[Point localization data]

-- Opening Marker --

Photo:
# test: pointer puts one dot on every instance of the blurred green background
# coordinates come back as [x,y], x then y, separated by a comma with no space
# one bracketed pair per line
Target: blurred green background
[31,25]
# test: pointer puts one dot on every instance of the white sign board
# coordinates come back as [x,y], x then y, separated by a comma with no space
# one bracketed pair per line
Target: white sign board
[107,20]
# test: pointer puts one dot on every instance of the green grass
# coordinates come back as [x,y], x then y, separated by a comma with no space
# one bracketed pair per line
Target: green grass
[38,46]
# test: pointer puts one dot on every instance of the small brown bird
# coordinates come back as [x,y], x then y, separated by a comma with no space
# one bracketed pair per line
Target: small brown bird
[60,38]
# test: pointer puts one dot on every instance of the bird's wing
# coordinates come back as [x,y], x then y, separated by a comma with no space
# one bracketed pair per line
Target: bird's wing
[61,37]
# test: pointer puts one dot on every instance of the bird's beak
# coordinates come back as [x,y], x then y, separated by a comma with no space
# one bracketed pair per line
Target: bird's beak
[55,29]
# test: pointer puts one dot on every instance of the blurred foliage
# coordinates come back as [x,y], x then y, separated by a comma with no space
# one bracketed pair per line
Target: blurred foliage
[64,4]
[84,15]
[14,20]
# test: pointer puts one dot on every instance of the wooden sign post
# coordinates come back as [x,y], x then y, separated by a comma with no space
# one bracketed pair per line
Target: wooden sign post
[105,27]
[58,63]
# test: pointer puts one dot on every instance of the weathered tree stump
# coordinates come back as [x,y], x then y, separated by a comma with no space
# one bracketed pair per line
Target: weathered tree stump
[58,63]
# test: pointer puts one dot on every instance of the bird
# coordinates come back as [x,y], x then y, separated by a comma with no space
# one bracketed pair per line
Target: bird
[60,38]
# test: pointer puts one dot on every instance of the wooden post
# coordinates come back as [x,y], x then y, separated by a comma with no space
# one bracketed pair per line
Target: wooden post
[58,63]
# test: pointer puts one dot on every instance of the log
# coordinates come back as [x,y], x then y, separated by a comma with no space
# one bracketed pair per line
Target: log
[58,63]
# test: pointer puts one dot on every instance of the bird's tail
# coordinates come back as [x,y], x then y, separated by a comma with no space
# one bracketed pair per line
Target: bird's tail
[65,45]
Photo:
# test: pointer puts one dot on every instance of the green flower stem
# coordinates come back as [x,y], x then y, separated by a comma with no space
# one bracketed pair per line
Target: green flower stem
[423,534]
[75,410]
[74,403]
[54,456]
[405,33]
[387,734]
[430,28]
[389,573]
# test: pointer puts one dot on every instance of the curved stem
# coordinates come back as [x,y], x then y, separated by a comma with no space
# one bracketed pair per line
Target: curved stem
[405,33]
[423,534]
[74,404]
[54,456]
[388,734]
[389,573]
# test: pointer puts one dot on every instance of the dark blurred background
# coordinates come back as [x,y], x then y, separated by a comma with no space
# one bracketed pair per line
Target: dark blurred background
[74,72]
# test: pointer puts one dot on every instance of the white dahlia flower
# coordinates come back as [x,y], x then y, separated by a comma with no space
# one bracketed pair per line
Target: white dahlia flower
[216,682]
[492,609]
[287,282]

-- Closing Marker --

Assigned task: Starting at the first entry and ending at the last, reproduce each one exactly.

Reply to the task:
Photo:
# test: pointer puts one dot on every instance of the blurred green background
# coordinates come back as [x,y], x then y, separated by a comma with no space
# one bracketed pair per line
Target: blurred green background
[31,25]
# test: pointer puts one dot on every instance of the white sign board
# coordinates come back as [x,y], x then y, separated by a comma with no space
# one bracketed pair per line
Target: white sign board
[107,20]
# test: pointer puts one dot on every instance of the green grass
# coordinates come back as [x,y], x then y, separated by a comma with no space
# one bracketed pair per line
Target: green grass
[38,46]
# test: pointer puts one dot on every instance of the small brown bird
# coordinates come back as [x,y], x then y, separated by a comma with no space
# one bracketed pair per line
Target: small brown bird
[60,38]
# test: pointer puts one dot on every instance of the bird's wing
# coordinates come back as [x,y], x then y, separated by a comma with no space
# one bracketed pair per line
Target: bird's wing
[61,37]
# test: pointer puts one dot on every instance of the bird's beak
# coordinates come back as [x,y], x then y, separated by a comma with no space
# one bracketed pair per line
Target: bird's beak
[55,29]
# test: pointer puts one dot on every instance of the blurred foliage
# coordinates come back as [x,y], x then y, separated by a comma with no space
# one bracketed pair per line
Target: blurred foliage
[64,4]
[84,15]
[14,20]
# test: pointer puts one dot on every instance of the wooden sign post
# coordinates come back as [x,y], x then y, separated by a comma with no space
# one bracketed pair per line
Target: wooden sign post
[105,27]
[58,63]
# test: pointer puts one dot on every instance of the weathered tree stump
# coordinates come back as [x,y], x then y, separated by a comma with no space
# one bracketed pair per line
Target: weathered tree stump
[58,63]
# test: pointer puts one dot on every instance of the bird
# coordinates come back as [x,y], x then y, separated by a comma with no space
# one bracketed pair per line
Target: bird
[60,38]
# test: pointer puts one dot on every instance of the wooden post
# coordinates come back as [x,y], x then y, separated by a comma with no space
# one bracketed pair per line
Target: wooden post
[58,63]
# test: pointer puts one dot on every instance of the log
# coordinates come back as [x,y], x then y, separated by a comma with no space
# one bracketed pair per line
Target: log
[58,63]
# test: pointer puts one dot on every instance of the bird's tail
# coordinates come back as [x,y], x then y, separated by a comma with no space
# one bracketed pair per line
Target: bird's tail
[65,45]
Photo:
# test: pointer puts one dot on every instance of the green flower stem
# coordinates come back as [x,y], x then y, separated by a comma with no space
# one bracketed pair per line
Target: green flower stem
[423,534]
[75,410]
[74,403]
[54,456]
[405,33]
[387,734]
[430,28]
[389,573]
# test: pointer puts one dot on every instance of the curved stem
# coordinates come back as [x,y], x then y, separated by a comma with no space
# one bracketed pair per line
Target: curved stem
[405,33]
[423,534]
[74,404]
[54,456]
[388,734]
[389,573]
# test: pointer puts one dot on every instance of the dark blurred background
# coordinates come back as [x,y], x then y, separated by a comma with no space
# one bracketed pair per line
Target: dark blurred background
[74,72]
# test: pointer puts one dot on every instance of the white dahlia flower
# coordinates come back as [x,y], x then y, separated by a comma with no space
# one bracketed pair per line
Target: white dahlia flower
[216,682]
[492,609]
[287,282]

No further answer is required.